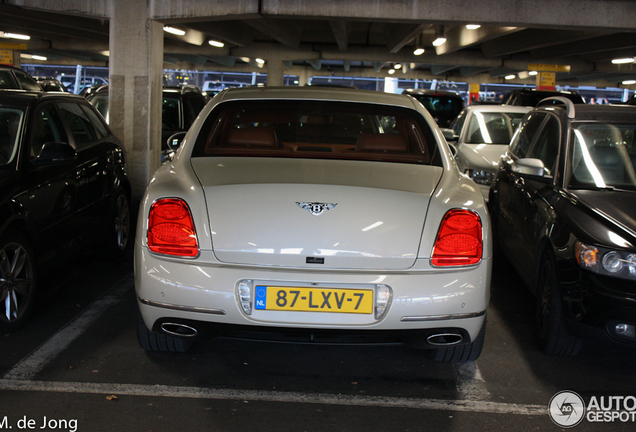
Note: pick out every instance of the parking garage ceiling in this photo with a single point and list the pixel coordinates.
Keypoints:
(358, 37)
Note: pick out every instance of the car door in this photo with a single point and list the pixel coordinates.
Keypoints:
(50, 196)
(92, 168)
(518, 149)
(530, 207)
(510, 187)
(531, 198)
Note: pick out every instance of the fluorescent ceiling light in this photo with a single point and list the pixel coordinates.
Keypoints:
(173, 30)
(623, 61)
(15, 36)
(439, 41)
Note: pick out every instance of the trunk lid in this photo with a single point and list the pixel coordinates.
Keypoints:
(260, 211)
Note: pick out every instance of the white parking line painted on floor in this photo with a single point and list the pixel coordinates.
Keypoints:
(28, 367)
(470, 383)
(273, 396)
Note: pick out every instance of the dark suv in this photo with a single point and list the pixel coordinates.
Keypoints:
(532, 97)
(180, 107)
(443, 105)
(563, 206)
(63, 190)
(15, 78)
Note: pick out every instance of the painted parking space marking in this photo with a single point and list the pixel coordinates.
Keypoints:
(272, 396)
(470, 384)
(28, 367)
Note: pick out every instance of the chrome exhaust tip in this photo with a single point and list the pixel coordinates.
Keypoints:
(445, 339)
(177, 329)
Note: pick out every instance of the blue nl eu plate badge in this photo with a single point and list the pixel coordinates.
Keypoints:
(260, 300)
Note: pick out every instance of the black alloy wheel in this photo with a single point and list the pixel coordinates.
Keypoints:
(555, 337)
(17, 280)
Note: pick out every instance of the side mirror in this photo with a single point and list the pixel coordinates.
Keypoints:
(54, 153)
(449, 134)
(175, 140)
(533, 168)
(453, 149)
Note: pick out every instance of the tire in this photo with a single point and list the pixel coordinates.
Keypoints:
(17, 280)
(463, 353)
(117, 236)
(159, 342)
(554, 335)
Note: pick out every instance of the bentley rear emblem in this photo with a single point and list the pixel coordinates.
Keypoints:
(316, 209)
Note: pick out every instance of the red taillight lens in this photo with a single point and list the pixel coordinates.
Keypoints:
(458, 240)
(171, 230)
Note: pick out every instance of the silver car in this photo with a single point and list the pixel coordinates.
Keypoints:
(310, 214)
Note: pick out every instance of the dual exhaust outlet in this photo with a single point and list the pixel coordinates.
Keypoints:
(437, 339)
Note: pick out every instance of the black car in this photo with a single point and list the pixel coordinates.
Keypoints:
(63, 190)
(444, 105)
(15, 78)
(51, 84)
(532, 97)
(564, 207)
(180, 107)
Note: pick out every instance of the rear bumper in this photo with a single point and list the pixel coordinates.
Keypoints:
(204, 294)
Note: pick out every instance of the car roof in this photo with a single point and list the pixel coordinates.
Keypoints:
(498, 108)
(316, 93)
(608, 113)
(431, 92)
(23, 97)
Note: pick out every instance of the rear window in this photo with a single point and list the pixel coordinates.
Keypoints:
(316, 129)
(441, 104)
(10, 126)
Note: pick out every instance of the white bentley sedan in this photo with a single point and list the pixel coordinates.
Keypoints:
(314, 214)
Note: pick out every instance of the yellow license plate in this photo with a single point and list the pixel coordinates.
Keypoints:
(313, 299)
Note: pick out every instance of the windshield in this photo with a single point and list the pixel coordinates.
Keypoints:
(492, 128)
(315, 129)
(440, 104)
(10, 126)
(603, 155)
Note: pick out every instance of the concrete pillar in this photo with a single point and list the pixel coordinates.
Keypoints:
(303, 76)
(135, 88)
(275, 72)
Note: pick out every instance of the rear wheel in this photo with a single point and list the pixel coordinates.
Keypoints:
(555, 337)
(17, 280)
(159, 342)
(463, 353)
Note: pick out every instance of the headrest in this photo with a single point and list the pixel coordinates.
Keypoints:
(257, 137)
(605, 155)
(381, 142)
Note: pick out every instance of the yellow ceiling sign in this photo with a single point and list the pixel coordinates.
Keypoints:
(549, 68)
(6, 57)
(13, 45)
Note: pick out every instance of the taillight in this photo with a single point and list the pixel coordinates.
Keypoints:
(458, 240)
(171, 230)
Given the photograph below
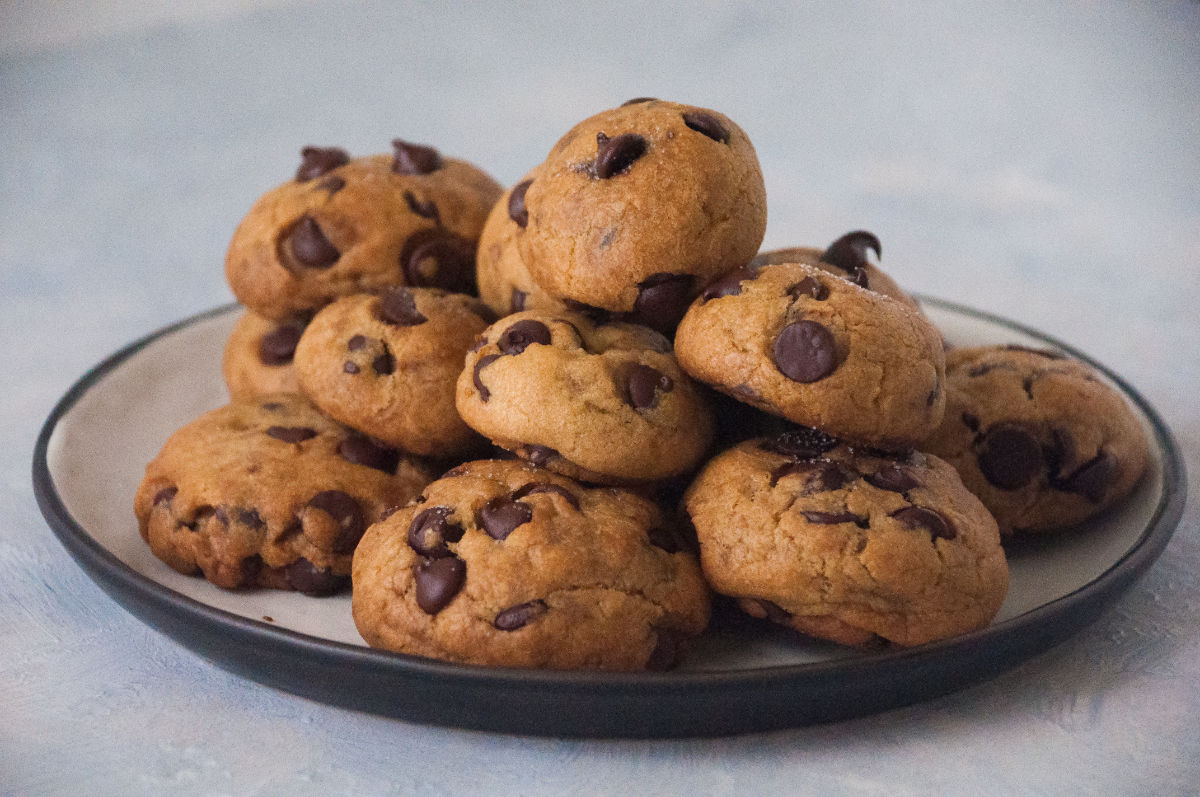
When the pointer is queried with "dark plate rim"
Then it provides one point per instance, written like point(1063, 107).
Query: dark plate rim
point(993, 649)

### REQUIRED WORK
Using the records above, print exactly the run of lines that starts with the line with "Note: pick out every instance of the taillight" and goes on through the line with "Then it provides", pictures excluded.

### ANSWER SECTION
Note: pick out every instance of the taillight in this photo with a single point and list the pixel coordinates.
Keypoints:
(458, 240)
(171, 230)
Given the photograph below
When the pointer is queried with "dark plate rim"
Then it provides one point per instance, written like point(1063, 107).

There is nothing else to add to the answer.